▶ **Brief**: Look through the data below. Pick out the lines holding the string "wing".

════════

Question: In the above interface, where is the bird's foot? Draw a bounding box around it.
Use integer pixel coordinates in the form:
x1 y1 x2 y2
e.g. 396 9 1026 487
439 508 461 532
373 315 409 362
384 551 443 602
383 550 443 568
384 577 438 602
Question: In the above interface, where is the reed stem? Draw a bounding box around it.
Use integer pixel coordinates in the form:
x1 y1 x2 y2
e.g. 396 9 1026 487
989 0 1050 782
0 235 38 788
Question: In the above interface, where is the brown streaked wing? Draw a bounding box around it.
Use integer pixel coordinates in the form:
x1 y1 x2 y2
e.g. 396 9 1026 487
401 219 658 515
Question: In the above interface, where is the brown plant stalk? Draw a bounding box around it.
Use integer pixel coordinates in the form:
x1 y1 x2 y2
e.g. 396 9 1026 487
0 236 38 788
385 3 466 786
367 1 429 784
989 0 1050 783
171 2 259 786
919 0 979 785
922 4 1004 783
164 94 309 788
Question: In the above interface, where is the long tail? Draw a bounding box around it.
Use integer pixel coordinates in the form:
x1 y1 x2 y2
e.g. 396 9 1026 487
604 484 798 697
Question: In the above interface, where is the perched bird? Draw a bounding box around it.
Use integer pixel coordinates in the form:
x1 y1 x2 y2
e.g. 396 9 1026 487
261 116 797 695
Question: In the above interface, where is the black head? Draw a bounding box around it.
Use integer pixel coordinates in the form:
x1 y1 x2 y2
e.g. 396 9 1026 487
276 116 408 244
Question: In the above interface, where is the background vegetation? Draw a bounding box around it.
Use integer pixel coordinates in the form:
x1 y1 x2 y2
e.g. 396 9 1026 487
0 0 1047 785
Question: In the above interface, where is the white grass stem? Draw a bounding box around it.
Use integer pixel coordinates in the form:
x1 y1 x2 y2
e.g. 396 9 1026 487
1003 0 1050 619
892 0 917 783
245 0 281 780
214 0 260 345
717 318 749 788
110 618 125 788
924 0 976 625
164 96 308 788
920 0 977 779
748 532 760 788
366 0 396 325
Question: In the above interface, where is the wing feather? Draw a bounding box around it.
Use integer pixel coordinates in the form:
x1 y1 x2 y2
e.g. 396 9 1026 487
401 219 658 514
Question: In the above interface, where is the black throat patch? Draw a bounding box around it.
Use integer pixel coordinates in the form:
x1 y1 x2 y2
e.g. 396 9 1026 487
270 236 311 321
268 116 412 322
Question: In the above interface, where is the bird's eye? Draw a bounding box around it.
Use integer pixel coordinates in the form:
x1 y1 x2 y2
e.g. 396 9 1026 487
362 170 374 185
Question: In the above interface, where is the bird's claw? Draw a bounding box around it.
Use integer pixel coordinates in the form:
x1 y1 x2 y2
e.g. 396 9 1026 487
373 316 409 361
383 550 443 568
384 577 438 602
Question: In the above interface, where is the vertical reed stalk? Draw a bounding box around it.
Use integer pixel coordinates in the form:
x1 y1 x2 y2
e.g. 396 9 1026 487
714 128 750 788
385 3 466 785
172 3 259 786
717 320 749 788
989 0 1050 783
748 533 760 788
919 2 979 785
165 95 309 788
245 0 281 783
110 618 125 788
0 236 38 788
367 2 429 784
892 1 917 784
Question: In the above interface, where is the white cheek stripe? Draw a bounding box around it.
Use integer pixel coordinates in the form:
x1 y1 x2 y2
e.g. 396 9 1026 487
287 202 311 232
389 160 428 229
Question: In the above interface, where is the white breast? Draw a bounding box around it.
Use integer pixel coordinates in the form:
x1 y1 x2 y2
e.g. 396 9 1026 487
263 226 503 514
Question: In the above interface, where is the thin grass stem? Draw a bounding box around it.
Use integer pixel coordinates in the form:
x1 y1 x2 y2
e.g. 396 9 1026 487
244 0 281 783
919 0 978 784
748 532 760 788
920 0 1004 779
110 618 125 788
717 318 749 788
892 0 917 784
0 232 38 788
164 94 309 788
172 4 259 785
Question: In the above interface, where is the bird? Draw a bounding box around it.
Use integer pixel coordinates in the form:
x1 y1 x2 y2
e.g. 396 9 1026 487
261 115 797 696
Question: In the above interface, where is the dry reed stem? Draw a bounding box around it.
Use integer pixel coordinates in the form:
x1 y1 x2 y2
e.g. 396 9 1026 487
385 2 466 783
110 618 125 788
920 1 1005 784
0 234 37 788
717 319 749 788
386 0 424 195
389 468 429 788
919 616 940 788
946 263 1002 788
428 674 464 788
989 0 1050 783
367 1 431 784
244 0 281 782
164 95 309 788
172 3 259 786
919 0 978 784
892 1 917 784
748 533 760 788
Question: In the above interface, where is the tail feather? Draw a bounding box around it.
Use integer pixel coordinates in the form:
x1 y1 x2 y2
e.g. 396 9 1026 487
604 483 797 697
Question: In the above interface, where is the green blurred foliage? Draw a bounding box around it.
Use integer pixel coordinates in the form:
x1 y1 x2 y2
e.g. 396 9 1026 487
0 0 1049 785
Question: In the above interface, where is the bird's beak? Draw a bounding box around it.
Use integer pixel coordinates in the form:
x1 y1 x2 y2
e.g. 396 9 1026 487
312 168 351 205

════════

▶ **Solution for this exercise**:
Question: In the above interface, where is the brown streaked wing? Draw a bounding box around it.
Question: In the above interface, where is the wing feather? Draw a bounding box around it.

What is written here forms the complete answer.